* **Work instructions**: Count the lines in the entries below that contain the word "wheel", and reply with the number alone.

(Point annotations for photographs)

------

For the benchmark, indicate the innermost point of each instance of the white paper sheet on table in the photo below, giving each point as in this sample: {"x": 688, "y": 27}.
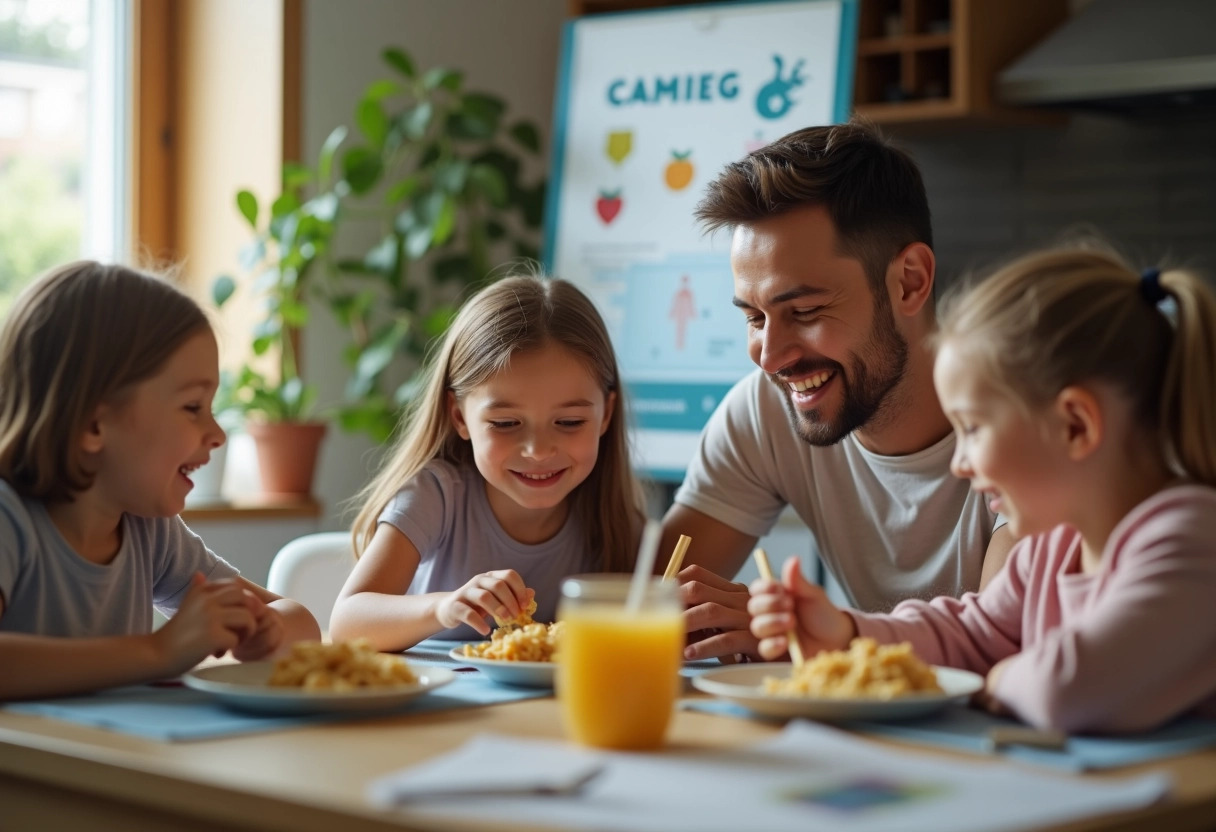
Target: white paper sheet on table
{"x": 808, "y": 777}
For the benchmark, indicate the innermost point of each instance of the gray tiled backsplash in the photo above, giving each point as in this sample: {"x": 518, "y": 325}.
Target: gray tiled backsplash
{"x": 1147, "y": 183}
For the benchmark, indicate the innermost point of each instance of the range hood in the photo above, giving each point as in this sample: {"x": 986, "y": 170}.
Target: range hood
{"x": 1119, "y": 54}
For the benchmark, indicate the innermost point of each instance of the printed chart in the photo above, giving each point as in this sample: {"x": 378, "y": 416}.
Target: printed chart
{"x": 651, "y": 107}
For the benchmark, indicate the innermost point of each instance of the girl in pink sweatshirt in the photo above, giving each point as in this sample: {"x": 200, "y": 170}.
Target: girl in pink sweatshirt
{"x": 1084, "y": 400}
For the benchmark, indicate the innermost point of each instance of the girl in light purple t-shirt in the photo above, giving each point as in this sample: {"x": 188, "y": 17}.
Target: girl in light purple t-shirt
{"x": 512, "y": 471}
{"x": 1084, "y": 399}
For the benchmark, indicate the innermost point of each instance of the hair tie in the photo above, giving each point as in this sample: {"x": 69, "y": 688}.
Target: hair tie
{"x": 1150, "y": 286}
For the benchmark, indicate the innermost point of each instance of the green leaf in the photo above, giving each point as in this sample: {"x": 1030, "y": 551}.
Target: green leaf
{"x": 505, "y": 163}
{"x": 454, "y": 266}
{"x": 410, "y": 391}
{"x": 495, "y": 230}
{"x": 532, "y": 204}
{"x": 429, "y": 207}
{"x": 445, "y": 223}
{"x": 382, "y": 89}
{"x": 399, "y": 61}
{"x": 372, "y": 121}
{"x": 324, "y": 207}
{"x": 405, "y": 221}
{"x": 325, "y": 162}
{"x": 247, "y": 204}
{"x": 489, "y": 183}
{"x": 417, "y": 241}
{"x": 438, "y": 321}
{"x": 285, "y": 204}
{"x": 361, "y": 169}
{"x": 221, "y": 290}
{"x": 477, "y": 118}
{"x": 296, "y": 174}
{"x": 527, "y": 251}
{"x": 429, "y": 156}
{"x": 525, "y": 135}
{"x": 416, "y": 121}
{"x": 439, "y": 77}
{"x": 485, "y": 107}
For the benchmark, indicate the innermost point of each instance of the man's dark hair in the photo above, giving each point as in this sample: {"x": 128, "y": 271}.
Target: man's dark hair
{"x": 872, "y": 191}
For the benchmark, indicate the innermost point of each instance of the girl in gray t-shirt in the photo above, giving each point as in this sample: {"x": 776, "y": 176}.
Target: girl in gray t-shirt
{"x": 512, "y": 472}
{"x": 108, "y": 376}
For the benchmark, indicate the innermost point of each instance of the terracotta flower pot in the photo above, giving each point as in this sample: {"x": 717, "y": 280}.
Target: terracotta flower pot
{"x": 287, "y": 454}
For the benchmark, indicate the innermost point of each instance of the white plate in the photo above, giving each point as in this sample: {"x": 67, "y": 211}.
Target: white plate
{"x": 521, "y": 674}
{"x": 744, "y": 685}
{"x": 245, "y": 686}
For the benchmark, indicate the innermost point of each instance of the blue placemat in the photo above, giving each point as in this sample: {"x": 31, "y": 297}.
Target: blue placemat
{"x": 434, "y": 652}
{"x": 966, "y": 729}
{"x": 181, "y": 713}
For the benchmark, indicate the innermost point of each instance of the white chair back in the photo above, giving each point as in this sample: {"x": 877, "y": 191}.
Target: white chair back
{"x": 311, "y": 569}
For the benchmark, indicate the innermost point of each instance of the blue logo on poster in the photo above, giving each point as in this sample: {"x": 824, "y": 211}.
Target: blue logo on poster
{"x": 772, "y": 100}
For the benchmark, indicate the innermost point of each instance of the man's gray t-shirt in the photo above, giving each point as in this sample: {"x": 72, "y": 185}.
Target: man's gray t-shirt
{"x": 445, "y": 513}
{"x": 50, "y": 590}
{"x": 887, "y": 527}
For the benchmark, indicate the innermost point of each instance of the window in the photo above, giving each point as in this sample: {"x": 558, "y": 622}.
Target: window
{"x": 65, "y": 135}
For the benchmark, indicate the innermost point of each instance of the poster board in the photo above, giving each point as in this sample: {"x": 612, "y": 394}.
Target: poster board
{"x": 649, "y": 107}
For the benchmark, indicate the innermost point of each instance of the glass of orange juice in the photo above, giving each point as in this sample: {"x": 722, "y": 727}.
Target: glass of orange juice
{"x": 618, "y": 673}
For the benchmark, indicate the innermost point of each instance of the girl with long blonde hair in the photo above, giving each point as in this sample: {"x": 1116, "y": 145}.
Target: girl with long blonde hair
{"x": 511, "y": 472}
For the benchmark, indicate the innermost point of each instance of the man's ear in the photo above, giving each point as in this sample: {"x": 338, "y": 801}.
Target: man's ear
{"x": 609, "y": 406}
{"x": 910, "y": 279}
{"x": 456, "y": 415}
{"x": 1080, "y": 420}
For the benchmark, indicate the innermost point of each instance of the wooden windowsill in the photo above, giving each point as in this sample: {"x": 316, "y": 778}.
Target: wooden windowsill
{"x": 254, "y": 509}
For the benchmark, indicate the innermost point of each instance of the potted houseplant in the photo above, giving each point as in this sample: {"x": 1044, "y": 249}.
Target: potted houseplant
{"x": 276, "y": 402}
{"x": 440, "y": 174}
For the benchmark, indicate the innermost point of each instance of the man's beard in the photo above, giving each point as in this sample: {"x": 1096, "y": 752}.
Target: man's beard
{"x": 865, "y": 388}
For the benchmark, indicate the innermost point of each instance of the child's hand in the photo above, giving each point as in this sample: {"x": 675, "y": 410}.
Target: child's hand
{"x": 266, "y": 636}
{"x": 986, "y": 698}
{"x": 800, "y": 606}
{"x": 501, "y": 594}
{"x": 213, "y": 618}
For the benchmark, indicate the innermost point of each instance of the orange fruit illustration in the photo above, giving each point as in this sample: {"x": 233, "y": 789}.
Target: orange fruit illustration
{"x": 679, "y": 170}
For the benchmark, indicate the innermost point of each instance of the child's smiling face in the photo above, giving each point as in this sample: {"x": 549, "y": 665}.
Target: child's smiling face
{"x": 1006, "y": 451}
{"x": 158, "y": 432}
{"x": 535, "y": 428}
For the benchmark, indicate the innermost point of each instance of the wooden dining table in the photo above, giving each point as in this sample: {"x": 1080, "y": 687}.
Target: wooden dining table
{"x": 57, "y": 775}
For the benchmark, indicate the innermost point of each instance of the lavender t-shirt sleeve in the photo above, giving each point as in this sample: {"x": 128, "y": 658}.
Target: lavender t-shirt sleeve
{"x": 421, "y": 510}
{"x": 178, "y": 554}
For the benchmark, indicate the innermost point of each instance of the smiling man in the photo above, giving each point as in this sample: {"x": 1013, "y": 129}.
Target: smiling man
{"x": 832, "y": 254}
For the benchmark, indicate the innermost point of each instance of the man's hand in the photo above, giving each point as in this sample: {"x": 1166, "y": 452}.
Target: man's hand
{"x": 794, "y": 606}
{"x": 715, "y": 616}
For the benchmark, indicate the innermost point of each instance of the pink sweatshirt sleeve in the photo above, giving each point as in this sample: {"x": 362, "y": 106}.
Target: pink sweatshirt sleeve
{"x": 972, "y": 633}
{"x": 1143, "y": 647}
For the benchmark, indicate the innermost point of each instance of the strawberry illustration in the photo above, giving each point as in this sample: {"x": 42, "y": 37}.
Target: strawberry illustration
{"x": 608, "y": 206}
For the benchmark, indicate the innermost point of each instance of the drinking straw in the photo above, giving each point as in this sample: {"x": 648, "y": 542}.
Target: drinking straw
{"x": 646, "y": 552}
{"x": 676, "y": 557}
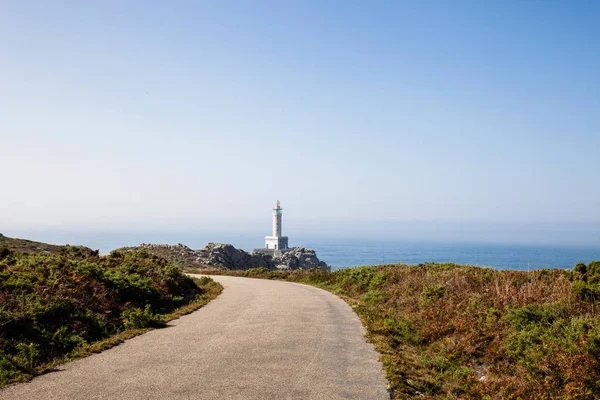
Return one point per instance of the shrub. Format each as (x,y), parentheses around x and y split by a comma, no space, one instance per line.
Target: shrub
(140,319)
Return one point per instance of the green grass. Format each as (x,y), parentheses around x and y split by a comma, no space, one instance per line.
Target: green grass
(58,307)
(455,331)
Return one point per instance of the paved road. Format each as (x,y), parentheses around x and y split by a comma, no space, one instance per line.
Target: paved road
(258,340)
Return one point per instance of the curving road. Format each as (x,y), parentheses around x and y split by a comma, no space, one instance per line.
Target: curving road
(258,340)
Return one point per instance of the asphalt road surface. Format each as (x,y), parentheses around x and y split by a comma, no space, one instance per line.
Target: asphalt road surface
(259,339)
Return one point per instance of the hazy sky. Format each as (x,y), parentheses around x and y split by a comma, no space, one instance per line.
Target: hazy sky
(199,115)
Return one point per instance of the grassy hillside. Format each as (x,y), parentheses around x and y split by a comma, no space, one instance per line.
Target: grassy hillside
(179,254)
(448,331)
(29,246)
(62,306)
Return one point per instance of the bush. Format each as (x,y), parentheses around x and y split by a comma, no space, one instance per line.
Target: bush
(52,304)
(140,319)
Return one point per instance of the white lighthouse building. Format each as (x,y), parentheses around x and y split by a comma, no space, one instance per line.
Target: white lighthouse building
(275,244)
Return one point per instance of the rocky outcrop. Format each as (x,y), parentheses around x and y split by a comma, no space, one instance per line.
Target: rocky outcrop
(219,255)
(227,256)
(299,258)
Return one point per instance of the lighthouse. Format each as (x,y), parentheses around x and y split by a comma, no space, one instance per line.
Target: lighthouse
(276,243)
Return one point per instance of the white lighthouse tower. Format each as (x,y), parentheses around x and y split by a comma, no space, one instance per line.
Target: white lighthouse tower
(276,242)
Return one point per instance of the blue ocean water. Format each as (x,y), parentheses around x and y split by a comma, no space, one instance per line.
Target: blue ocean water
(340,253)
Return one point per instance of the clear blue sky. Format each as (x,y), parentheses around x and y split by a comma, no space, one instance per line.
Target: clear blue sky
(199,115)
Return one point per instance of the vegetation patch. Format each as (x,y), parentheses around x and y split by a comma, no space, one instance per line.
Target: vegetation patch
(60,306)
(455,331)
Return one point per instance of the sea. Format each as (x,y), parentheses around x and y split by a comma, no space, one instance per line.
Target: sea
(342,253)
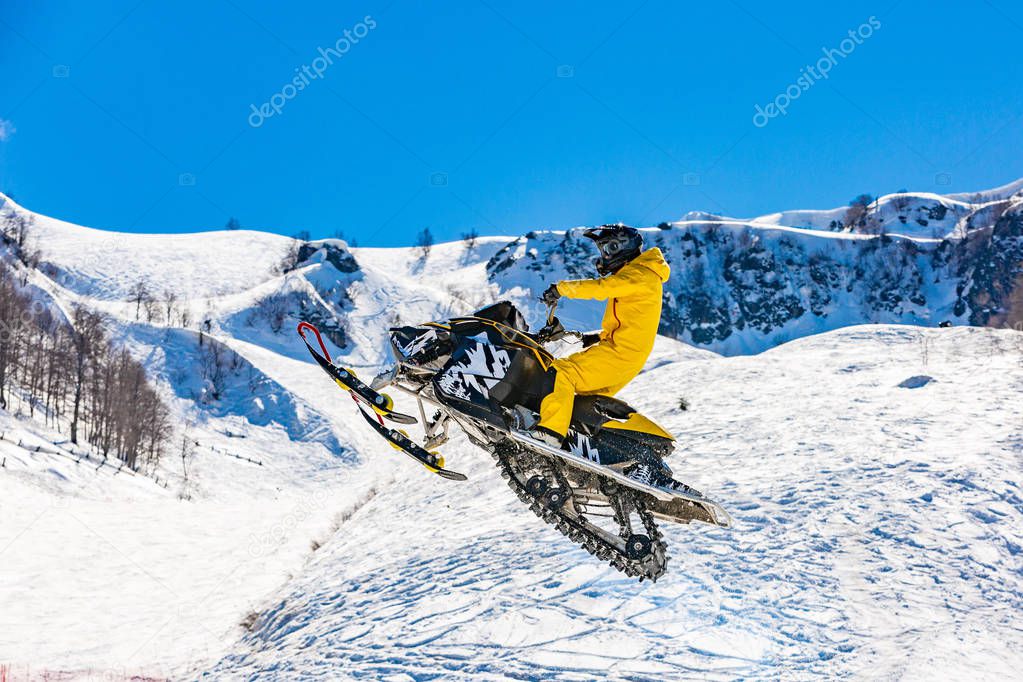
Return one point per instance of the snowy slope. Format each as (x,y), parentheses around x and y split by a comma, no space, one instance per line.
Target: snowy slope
(878,535)
(874,519)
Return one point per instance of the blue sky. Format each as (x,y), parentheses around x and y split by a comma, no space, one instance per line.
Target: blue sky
(496,116)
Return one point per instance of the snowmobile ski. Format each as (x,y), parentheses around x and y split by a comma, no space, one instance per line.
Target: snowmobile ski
(400,441)
(380,403)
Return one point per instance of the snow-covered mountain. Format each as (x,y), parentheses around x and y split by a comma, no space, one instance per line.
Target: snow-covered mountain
(873,470)
(745,285)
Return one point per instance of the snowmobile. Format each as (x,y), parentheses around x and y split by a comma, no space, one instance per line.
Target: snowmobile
(487,373)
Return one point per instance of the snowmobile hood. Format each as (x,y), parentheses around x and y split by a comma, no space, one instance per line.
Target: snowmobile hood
(653,260)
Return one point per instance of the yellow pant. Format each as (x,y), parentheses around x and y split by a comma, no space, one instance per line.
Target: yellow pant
(597,370)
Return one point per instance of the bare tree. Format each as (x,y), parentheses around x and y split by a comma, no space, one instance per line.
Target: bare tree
(170,300)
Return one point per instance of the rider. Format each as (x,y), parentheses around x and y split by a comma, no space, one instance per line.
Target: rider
(630,281)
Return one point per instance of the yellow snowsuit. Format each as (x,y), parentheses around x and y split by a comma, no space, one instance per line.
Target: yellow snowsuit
(627,333)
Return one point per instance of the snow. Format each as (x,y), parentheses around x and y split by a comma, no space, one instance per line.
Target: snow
(873,472)
(873,523)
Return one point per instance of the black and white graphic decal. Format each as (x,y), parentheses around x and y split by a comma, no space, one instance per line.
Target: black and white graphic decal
(418,343)
(482,368)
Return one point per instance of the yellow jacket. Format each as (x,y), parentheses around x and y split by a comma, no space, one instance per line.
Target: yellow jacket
(633,296)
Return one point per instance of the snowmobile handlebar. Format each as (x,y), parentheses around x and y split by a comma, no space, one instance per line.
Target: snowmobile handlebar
(553,330)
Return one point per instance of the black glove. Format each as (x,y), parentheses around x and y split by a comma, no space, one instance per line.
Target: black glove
(550,296)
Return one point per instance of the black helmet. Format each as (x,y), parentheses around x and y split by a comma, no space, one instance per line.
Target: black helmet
(618,244)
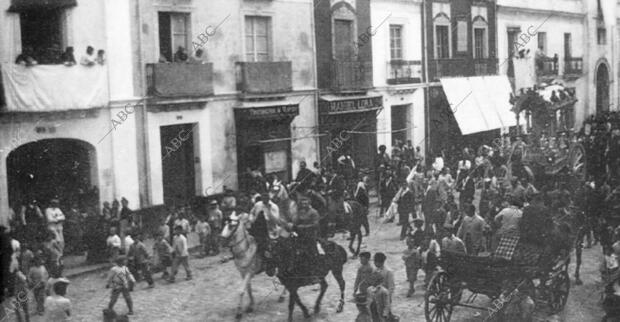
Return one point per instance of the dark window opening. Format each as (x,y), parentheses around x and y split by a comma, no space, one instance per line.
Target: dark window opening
(42,35)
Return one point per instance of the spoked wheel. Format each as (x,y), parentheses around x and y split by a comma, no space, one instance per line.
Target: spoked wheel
(560,286)
(438,302)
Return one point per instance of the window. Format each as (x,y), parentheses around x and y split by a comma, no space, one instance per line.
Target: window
(173,33)
(480,38)
(257,39)
(343,39)
(568,53)
(442,49)
(461,36)
(396,42)
(601,36)
(43,34)
(542,42)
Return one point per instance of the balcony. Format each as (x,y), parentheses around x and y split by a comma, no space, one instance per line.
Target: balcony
(546,68)
(179,79)
(264,77)
(404,72)
(460,67)
(47,88)
(351,75)
(573,67)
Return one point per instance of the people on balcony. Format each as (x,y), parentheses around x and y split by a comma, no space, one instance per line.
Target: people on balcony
(26,58)
(100,57)
(68,58)
(181,55)
(88,59)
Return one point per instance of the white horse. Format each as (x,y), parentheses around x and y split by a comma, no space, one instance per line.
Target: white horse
(248,263)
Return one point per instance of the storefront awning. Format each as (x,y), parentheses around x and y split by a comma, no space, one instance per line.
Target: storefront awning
(25,5)
(479,103)
(334,104)
(266,110)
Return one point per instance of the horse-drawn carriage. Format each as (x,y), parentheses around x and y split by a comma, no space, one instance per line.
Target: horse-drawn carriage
(553,150)
(500,280)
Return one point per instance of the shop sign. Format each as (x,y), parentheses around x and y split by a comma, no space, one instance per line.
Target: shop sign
(352,105)
(280,111)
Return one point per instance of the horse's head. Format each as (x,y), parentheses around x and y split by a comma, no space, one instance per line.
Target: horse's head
(230,227)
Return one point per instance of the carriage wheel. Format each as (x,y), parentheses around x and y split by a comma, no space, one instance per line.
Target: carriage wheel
(559,292)
(438,302)
(578,163)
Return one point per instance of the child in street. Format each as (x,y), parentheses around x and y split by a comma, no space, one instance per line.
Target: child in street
(379,296)
(363,273)
(411,256)
(120,280)
(37,277)
(164,254)
(114,245)
(181,254)
(204,231)
(141,259)
(58,307)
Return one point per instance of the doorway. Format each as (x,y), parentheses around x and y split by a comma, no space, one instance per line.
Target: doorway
(53,168)
(178,172)
(602,88)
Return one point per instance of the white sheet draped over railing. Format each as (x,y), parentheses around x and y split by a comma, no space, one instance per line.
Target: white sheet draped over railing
(54,87)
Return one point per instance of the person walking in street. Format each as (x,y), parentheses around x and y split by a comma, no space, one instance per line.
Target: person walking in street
(471,231)
(120,280)
(57,305)
(55,220)
(181,254)
(141,259)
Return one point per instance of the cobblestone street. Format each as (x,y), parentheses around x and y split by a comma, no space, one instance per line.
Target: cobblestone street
(213,293)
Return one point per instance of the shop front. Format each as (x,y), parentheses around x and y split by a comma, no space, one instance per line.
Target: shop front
(264,139)
(350,126)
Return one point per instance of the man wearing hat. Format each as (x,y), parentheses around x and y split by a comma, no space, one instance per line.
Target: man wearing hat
(214,218)
(55,220)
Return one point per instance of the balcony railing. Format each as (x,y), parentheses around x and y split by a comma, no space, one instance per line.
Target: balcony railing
(264,77)
(546,67)
(351,75)
(179,79)
(404,72)
(573,66)
(454,67)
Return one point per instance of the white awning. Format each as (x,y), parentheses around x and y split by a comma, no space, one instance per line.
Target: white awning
(480,103)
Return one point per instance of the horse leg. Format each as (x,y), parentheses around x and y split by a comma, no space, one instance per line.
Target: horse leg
(298,301)
(337,272)
(250,307)
(317,306)
(244,286)
(282,295)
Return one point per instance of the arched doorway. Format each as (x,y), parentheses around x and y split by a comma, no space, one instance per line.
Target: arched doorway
(602,88)
(63,168)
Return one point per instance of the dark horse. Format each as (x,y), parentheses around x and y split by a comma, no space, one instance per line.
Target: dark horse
(296,269)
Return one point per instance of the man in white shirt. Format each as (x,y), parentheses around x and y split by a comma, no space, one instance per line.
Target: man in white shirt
(181,254)
(55,219)
(89,58)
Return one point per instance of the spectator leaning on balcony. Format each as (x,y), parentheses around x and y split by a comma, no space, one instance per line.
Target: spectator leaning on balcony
(89,58)
(181,55)
(26,57)
(68,59)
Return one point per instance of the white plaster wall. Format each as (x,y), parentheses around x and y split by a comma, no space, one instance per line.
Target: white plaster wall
(405,13)
(155,121)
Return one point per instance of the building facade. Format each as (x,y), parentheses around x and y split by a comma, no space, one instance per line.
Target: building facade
(397,71)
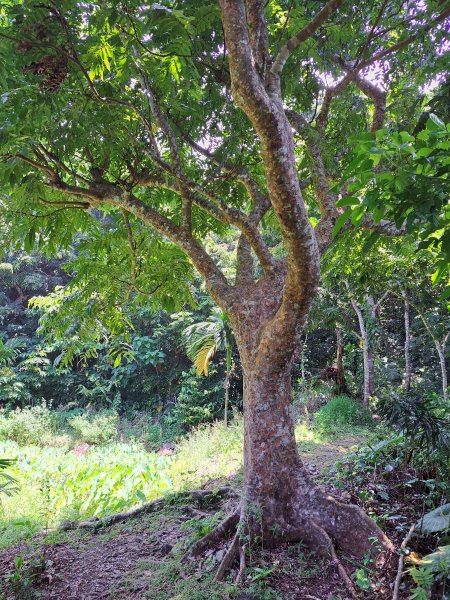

------

* **Exercise response**: 4